### Recorded data
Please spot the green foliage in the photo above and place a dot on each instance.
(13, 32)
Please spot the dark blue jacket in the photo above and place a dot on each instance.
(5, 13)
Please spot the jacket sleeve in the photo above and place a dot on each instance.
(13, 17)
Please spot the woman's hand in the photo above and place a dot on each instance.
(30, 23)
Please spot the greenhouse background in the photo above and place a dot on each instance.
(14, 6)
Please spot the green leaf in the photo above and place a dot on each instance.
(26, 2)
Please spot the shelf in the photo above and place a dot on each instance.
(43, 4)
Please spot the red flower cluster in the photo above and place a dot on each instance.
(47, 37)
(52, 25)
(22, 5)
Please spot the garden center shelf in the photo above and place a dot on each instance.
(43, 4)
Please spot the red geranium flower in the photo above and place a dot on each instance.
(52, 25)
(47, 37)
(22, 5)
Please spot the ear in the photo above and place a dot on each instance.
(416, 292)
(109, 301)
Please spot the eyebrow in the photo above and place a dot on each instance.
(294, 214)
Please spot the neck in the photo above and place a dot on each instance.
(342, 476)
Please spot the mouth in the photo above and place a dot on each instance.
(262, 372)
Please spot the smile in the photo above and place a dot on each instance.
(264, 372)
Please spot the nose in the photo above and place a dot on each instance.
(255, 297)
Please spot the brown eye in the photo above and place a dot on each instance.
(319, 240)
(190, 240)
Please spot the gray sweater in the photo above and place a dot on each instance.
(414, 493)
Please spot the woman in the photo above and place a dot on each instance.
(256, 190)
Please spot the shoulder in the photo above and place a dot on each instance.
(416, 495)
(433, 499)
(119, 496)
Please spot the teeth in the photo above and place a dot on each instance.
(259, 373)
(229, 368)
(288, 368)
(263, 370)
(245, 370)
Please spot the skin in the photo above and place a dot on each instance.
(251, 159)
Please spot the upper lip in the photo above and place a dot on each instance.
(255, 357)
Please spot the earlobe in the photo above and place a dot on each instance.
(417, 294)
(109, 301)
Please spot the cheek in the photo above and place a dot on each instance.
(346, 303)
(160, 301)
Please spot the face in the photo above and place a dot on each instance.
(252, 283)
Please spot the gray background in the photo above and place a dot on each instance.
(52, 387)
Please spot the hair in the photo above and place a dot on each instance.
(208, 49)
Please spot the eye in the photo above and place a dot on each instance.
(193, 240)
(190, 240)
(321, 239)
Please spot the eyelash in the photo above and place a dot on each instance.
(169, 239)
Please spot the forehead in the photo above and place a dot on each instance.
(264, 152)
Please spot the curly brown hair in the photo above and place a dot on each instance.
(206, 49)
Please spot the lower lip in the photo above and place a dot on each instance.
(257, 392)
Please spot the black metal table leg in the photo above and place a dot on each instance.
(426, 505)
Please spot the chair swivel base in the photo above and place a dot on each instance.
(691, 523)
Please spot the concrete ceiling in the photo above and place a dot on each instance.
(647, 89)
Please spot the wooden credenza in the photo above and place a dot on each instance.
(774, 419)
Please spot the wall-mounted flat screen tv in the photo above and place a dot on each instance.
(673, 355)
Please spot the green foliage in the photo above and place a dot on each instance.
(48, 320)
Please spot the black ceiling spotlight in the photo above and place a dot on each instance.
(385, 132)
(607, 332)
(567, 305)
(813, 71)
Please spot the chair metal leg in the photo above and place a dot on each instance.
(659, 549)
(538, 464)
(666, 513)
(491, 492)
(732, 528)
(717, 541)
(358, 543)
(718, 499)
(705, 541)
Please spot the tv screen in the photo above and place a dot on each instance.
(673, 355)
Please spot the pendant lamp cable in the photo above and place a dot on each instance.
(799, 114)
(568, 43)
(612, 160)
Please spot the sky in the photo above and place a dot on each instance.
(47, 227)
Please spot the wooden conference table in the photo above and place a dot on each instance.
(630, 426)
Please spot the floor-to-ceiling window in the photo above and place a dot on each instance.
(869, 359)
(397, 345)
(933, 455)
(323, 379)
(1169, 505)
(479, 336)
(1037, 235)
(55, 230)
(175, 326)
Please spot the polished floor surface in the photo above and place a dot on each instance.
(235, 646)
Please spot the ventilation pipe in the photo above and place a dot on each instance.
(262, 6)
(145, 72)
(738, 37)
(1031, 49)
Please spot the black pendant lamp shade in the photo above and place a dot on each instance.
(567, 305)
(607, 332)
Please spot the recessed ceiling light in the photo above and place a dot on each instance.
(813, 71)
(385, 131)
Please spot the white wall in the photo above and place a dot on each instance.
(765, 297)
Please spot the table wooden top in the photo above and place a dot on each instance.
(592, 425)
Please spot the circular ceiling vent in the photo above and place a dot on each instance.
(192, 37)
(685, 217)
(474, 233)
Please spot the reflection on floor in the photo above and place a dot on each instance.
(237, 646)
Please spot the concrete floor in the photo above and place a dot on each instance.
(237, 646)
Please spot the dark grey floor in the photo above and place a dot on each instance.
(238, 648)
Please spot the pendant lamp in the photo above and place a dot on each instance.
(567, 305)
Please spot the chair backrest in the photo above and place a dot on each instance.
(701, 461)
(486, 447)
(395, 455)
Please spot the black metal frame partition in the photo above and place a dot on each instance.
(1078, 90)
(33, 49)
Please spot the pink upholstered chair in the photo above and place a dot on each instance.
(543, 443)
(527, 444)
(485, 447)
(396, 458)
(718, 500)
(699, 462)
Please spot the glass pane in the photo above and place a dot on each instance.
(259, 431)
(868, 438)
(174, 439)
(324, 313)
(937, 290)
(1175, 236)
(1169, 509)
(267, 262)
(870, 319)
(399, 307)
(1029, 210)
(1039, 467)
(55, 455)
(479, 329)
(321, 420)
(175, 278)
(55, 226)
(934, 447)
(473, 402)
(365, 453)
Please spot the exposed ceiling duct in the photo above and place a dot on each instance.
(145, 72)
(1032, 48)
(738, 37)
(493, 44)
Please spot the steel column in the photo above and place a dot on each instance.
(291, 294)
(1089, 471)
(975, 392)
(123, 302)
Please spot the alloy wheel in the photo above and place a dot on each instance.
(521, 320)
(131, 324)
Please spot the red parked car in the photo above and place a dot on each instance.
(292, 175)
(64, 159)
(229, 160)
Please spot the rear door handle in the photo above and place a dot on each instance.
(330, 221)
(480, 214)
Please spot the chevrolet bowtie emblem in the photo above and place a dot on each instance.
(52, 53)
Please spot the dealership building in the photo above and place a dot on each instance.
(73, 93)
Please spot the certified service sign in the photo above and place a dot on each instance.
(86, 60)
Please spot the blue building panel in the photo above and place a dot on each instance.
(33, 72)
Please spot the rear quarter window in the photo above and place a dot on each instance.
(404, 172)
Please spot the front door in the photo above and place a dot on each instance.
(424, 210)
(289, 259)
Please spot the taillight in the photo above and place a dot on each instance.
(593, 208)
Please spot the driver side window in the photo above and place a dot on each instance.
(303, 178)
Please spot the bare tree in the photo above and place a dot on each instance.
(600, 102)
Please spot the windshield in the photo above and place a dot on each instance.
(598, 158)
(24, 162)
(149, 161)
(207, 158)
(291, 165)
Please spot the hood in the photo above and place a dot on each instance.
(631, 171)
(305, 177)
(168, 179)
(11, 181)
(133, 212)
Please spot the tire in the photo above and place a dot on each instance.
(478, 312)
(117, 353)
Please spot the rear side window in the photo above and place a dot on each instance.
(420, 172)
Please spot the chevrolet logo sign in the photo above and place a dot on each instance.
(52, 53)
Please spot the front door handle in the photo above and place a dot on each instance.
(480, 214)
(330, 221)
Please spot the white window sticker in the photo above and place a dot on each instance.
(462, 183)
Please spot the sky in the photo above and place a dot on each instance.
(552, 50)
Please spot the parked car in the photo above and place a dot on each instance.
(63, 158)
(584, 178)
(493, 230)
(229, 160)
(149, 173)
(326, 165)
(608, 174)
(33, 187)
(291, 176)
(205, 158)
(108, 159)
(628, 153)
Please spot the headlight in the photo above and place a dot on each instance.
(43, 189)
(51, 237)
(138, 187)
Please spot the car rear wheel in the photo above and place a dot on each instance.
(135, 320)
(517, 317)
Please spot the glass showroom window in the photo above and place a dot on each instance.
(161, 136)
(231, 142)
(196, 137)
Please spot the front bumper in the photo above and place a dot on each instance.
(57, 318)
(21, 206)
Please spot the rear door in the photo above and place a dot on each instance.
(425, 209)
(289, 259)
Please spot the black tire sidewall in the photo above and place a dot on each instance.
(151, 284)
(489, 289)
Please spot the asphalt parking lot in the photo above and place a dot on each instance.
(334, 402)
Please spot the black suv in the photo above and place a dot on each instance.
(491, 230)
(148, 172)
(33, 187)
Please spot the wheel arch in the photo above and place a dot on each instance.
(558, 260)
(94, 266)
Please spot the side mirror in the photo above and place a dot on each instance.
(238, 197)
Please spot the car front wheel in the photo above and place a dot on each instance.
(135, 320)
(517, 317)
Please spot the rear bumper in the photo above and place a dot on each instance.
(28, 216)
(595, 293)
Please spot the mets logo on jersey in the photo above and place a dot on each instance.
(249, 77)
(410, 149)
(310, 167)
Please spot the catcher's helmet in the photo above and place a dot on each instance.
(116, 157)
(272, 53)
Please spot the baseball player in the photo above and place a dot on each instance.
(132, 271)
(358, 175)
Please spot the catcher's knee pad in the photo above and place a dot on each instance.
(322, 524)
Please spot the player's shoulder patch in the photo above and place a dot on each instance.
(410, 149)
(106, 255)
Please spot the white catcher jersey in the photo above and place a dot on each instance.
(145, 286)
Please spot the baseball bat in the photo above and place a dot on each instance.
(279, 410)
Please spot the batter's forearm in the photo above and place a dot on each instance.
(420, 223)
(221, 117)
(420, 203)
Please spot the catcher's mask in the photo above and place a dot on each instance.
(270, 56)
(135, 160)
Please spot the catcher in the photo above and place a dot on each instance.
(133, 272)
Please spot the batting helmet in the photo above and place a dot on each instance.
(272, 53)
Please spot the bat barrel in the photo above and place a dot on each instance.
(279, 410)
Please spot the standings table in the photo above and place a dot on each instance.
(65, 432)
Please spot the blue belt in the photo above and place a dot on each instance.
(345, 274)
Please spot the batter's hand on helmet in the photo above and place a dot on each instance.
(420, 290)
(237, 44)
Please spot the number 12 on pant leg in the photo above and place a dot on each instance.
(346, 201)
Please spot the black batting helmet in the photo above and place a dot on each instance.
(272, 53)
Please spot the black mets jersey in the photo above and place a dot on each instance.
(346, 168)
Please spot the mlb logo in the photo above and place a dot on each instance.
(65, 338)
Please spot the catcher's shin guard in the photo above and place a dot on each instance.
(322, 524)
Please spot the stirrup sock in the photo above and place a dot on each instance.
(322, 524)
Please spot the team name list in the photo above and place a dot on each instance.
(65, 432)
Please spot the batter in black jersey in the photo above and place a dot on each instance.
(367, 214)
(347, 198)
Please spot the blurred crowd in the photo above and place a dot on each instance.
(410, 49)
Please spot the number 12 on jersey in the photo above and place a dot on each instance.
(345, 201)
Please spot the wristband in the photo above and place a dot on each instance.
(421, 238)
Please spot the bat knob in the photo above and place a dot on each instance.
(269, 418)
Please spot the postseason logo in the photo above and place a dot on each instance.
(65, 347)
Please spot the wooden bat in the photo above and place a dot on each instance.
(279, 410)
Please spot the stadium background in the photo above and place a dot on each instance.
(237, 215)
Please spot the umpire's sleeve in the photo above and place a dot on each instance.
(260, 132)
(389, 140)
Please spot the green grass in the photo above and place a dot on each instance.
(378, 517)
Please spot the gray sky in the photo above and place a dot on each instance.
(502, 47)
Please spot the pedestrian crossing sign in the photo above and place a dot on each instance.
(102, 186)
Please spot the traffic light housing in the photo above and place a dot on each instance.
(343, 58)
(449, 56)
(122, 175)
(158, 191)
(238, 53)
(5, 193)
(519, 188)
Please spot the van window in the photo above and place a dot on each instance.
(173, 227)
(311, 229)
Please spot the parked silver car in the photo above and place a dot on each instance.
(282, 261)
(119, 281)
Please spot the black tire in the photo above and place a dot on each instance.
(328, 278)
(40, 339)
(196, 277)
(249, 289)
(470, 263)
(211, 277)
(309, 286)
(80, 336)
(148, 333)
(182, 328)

### Problem statement
From the line that contains "Please spot the catcher's shin" through the last line of the listing, every line is to be restated word for word, both ends included.

### Response for this exercise
Please spot the catcher's shin guard in the photo above and place a dot on each instance.
(322, 524)
Please spot the stirrup sock in the photo above and place a dot on each instance.
(322, 524)
Please spot the team name list in the photo above and place a dot on each instance.
(65, 432)
Please spot the batter in black jersey in the photo above and place a dot on each instance.
(367, 214)
(347, 198)
Please spot the blurred crowd in the photo above and place a dot on each instance.
(410, 49)
Please spot the number 12 on jersey in the photo above and place a dot on each instance.
(345, 201)
Please spot the wristband in the photo above and place a dot on each instance.
(421, 238)
Please spot the bat knob in the photo above and place a dot on each instance.
(269, 418)
Please spot the postseason logo in the photo above and place a dot on each instance.
(65, 347)
Please spot the wooden bat in the photo above and place a dot on each instance.
(279, 410)
Please spot the stadium background in the photo above and place a dot on each instance.
(237, 215)
Please spot the umpire's sleeve in the photo above and place a dot on each instance.
(260, 132)
(389, 140)
Please spot the green grass in the photo above and place a dot on each instance.
(378, 517)
Please spot the gray sky in the photo above and place a dot on each instance.
(502, 47)
Please spot the pedestrian crossing sign in the photo above and place a dot on each instance.
(102, 186)
Please spot the traffic light housing in the photo above and place a dot on each instance.
(343, 58)
(449, 56)
(122, 175)
(158, 191)
(238, 53)
(5, 193)
(519, 188)
Please spot the van window in the photo above and place a dot on each instance.
(173, 227)
(311, 229)
Please spot the parked silver car in the photo above and place a dot on each instance.
(282, 261)
(119, 281)
Please spot the black tire in the photo above and place a dot on each instance.
(328, 278)
(40, 339)
(196, 277)
(249, 289)
(470, 263)
(211, 277)
(309, 286)
(80, 336)
(148, 333)
(182, 328)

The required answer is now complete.